In the present study, the receptor cells of the temporal organ of the house centipede T. hilgendorfi exhibited a hyperpolarizing receptor potential, which was accompanied by a reduction in impulse frequency, in response to carbon dioxide stimulation. This appears to be the first measurement using conventional microelectrode techniques of receptor potentials in arthropod chemoreceptor cells. Membrane properties of lobster olfactory cells have been investigated by patch-clamp techniques (Anderson & Ache, 1985).
As reported in lobster olfactory cells (Anderson & Ache, 1985) and in vertebrate chemoreceptors as well as in other sensory cells (see references given in the Introduction), the receptor potentials were accompanied by changes in membrane conductance. The reduction in membrane conductance during the receptor potential suggests that the receptor membrane is less permeable to some ions during carbon Bioxide stimulation than it is in CO2-free air. Thus, an equilibrium or reversal potential for ions related to carbon dioxide reception should be near the resting level or at a more positive level. This assumption agrees with the effects of current injection upon the amplitude of the receptor potential: a hyperpolarizing current enhanced the receptor potential, whereas a depolarizing one attenuated it.
A hyperpolarizing receptor potential accompanied by a decrease in membrane conductance is also found in the photoreceptor cells of the vertebrate retina upon stimulation (Tomita, 1965; Toyoda, Nosaki & Tomita, 1969).
The receptor potential and impulse frequency were linearly related to the logarithm of carbon dioxide concentration. Similar data for impulse frequency were obtained by Yamana et al. (1986). The receptor potential and impulse frequency are thus roughly linearly related, conforming to the suggestion of Morita (1972) based upon extracellular recordings.

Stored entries

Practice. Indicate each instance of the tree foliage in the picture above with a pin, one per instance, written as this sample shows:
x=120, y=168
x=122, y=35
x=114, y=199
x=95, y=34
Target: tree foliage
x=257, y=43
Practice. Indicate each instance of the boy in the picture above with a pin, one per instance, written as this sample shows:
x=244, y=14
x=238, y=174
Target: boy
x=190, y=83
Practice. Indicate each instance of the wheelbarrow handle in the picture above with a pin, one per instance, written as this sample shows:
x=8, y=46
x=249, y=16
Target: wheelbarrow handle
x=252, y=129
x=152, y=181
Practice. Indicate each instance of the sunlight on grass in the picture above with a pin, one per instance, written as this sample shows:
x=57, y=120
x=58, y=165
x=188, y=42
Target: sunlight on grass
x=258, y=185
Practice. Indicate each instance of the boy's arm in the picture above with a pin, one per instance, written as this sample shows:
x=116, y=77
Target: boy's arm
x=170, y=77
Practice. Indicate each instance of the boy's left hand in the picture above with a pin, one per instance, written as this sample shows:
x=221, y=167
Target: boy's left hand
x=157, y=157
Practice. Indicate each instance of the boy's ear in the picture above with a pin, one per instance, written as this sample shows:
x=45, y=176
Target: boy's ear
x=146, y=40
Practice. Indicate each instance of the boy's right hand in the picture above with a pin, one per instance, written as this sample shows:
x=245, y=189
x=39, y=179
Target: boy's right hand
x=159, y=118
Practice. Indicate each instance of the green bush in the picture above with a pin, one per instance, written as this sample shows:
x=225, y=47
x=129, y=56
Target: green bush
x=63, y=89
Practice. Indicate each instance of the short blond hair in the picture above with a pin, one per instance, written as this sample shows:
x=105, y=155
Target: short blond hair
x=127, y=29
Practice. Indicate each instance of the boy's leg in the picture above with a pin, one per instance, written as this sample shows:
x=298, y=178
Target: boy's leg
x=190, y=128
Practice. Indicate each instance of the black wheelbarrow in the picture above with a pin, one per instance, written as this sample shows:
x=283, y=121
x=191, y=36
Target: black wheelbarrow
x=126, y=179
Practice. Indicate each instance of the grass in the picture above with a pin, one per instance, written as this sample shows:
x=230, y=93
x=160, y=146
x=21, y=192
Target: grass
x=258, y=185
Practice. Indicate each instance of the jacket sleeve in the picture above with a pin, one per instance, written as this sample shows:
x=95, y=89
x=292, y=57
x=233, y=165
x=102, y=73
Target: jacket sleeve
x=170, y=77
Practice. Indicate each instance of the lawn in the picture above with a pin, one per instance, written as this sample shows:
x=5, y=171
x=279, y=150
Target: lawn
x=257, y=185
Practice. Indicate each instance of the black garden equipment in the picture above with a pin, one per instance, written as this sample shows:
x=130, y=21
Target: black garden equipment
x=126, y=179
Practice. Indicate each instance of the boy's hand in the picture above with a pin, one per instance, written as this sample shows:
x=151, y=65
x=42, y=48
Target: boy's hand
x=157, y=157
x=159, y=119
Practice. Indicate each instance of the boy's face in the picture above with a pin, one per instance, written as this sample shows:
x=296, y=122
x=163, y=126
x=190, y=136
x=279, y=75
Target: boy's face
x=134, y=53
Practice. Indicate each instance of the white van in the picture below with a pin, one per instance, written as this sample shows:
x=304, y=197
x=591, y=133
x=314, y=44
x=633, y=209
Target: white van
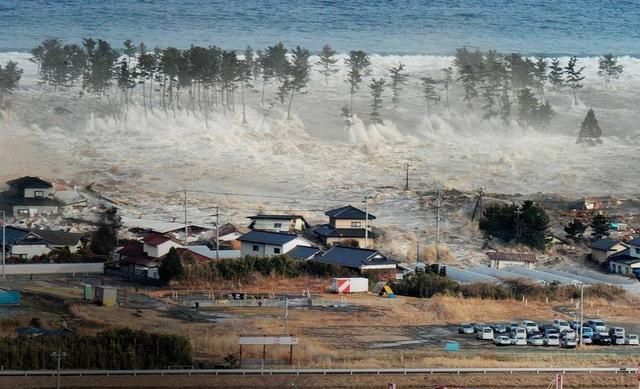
x=486, y=333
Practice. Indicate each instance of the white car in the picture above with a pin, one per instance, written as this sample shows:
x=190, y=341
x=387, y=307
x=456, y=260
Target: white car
x=485, y=333
x=552, y=340
x=502, y=340
x=529, y=325
x=536, y=340
x=561, y=325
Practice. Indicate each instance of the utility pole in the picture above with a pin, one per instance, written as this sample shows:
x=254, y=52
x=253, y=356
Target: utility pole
x=58, y=355
x=406, y=180
x=439, y=200
x=186, y=226
x=4, y=242
x=366, y=221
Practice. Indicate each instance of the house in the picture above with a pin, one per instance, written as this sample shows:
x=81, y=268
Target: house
x=29, y=196
x=501, y=260
x=266, y=243
x=278, y=223
x=602, y=249
x=357, y=259
x=346, y=224
x=627, y=262
x=304, y=253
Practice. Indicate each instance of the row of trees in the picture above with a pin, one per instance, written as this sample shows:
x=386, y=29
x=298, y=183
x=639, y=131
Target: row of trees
x=108, y=350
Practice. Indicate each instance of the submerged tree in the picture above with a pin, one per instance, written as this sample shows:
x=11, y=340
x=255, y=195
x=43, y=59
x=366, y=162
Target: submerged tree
x=574, y=77
x=358, y=65
x=377, y=88
x=590, y=131
x=609, y=68
x=398, y=79
x=327, y=63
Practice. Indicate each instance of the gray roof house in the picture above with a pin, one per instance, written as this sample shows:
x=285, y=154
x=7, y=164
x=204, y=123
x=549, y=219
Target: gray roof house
x=356, y=258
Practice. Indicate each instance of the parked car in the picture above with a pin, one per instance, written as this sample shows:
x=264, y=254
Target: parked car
x=597, y=325
x=502, y=340
x=616, y=331
x=618, y=340
x=602, y=339
x=536, y=340
x=568, y=342
x=561, y=325
x=552, y=340
x=465, y=328
x=529, y=325
x=499, y=328
x=632, y=340
x=586, y=339
x=478, y=326
x=519, y=341
x=486, y=333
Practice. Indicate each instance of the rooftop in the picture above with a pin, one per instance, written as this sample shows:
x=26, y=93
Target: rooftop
x=267, y=237
x=348, y=212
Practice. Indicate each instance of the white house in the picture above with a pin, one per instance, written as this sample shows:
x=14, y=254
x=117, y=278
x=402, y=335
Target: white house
x=266, y=243
x=278, y=223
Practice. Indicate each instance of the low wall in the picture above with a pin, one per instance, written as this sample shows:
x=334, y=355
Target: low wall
x=54, y=268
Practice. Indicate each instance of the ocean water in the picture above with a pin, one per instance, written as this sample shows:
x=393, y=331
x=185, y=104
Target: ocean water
x=437, y=27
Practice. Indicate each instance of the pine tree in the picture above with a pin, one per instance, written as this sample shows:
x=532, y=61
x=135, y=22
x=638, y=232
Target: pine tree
x=556, y=73
x=429, y=92
x=358, y=65
x=398, y=79
x=377, y=88
x=609, y=68
x=574, y=77
x=327, y=63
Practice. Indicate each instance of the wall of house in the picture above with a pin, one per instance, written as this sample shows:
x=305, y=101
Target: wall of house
x=31, y=193
x=33, y=210
x=29, y=250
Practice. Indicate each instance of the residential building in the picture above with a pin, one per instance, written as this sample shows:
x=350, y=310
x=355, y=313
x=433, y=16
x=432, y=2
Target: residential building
x=602, y=249
x=29, y=196
x=346, y=225
x=357, y=259
x=501, y=260
x=278, y=223
x=266, y=243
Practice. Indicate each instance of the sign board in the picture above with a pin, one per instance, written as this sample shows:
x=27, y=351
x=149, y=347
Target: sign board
x=269, y=340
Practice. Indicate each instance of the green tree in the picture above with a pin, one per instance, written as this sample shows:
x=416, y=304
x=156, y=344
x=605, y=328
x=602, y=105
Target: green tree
x=429, y=92
x=377, y=88
x=327, y=63
x=574, y=77
x=358, y=65
x=575, y=229
x=556, y=73
x=600, y=226
x=609, y=68
x=398, y=79
x=171, y=267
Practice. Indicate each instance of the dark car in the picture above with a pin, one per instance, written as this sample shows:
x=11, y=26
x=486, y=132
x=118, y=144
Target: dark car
x=602, y=340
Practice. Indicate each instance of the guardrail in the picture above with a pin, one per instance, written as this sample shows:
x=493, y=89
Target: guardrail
x=403, y=371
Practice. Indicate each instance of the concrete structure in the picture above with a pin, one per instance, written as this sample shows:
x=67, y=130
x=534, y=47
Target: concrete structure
x=501, y=260
x=346, y=224
x=266, y=244
x=107, y=296
x=29, y=196
x=278, y=223
x=602, y=249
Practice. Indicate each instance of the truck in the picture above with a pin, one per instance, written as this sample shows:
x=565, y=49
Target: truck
x=349, y=285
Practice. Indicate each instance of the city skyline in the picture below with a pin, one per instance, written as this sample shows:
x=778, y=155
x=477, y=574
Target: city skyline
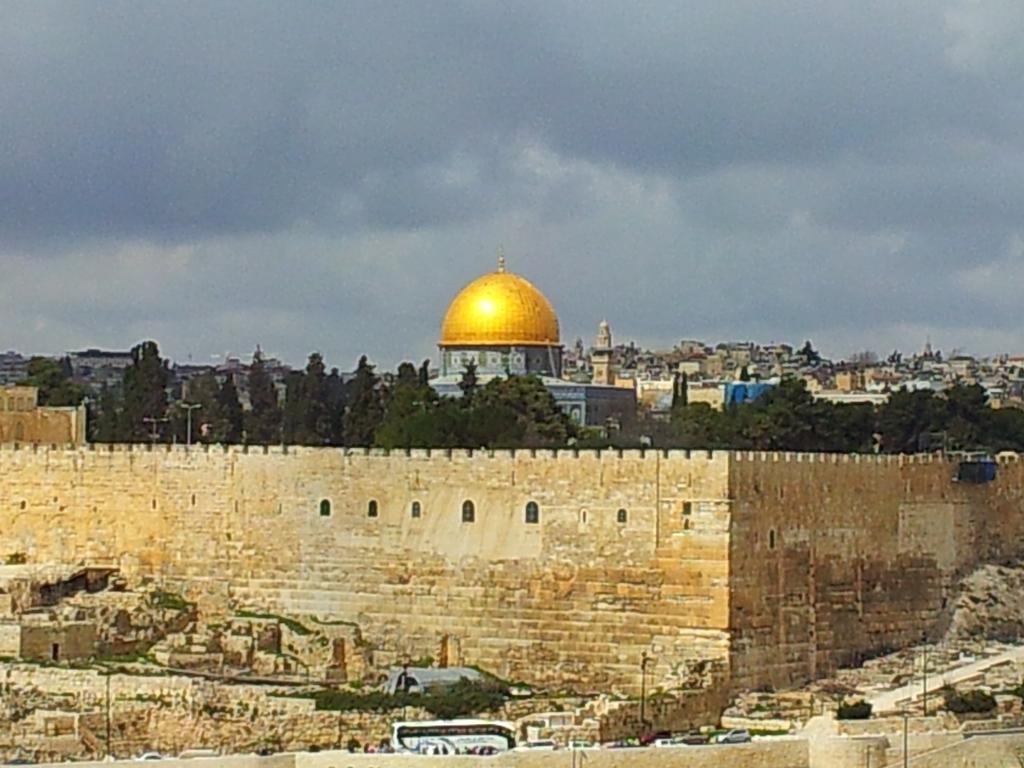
x=214, y=176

● **REQUIRED WORK**:
- A) Can you duplicate the centipede passage between "The receptor potential and impulse frequency were" and "upon extracellular recordings.", inclusive?
- B) How would you restate the paragraph of the centipede passage beginning "In the present study" more briefly, keeping its main facts?
Rely only on the centipede passage, not on the entries.

● **ANSWERS**:
- A)
The receptor potential and impulse frequency were linearly related to the logarithm of carbon dioxide concentration. Similar data for impulse frequency were obtained by Yamana et al. (1986). The receptor potential and impulse frequency are thus roughly linearly related, conforming to the suggestion of Morita (1972) based upon extracellular recordings.

- B) Carbon dioxide stimulation produced a hyperpolarizing receptor potential in receptor cells of the temporal organ of the house centipede T. hilgendorfi, with a drop in impulse frequency. This seems to be the first conventional microelectrode measurement of receptor potentials in arthropod chemoreceptor cells. Lobster olfactory cell membranes have been studied by patch-clamp techniques (Anderson & Ache, 1985).